[How to complete this task] Once the pictures are set aside, output all the records exactly.

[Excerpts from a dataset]
------------
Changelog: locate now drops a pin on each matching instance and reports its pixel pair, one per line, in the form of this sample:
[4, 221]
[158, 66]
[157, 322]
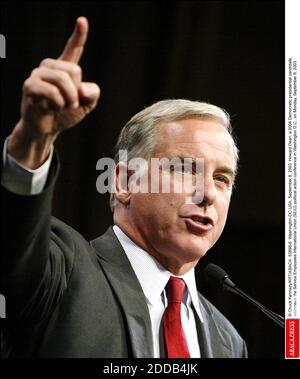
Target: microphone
[217, 276]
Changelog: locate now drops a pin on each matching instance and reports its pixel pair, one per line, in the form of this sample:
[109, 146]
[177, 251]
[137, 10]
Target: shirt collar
[152, 276]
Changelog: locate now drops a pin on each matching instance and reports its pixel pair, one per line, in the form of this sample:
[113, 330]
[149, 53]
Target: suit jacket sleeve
[33, 269]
------------
[Your solution]
Changelog: locate now drops a pin on each matching instance and reports its pixel pair, one per line, in the form of this sample:
[4, 221]
[158, 66]
[157, 322]
Target: microphone
[217, 276]
Changelog: locate now drops a pin on each matching instance and reports its pixel pair, one per line, in the form of this sample:
[109, 146]
[177, 251]
[137, 10]
Target: shirt collar
[152, 276]
Changelog: locate now drops a pin on each matching instance and reports its pixel pair, one per line, in the form of this sample:
[113, 330]
[149, 53]
Target: suit jacket sleeve
[33, 269]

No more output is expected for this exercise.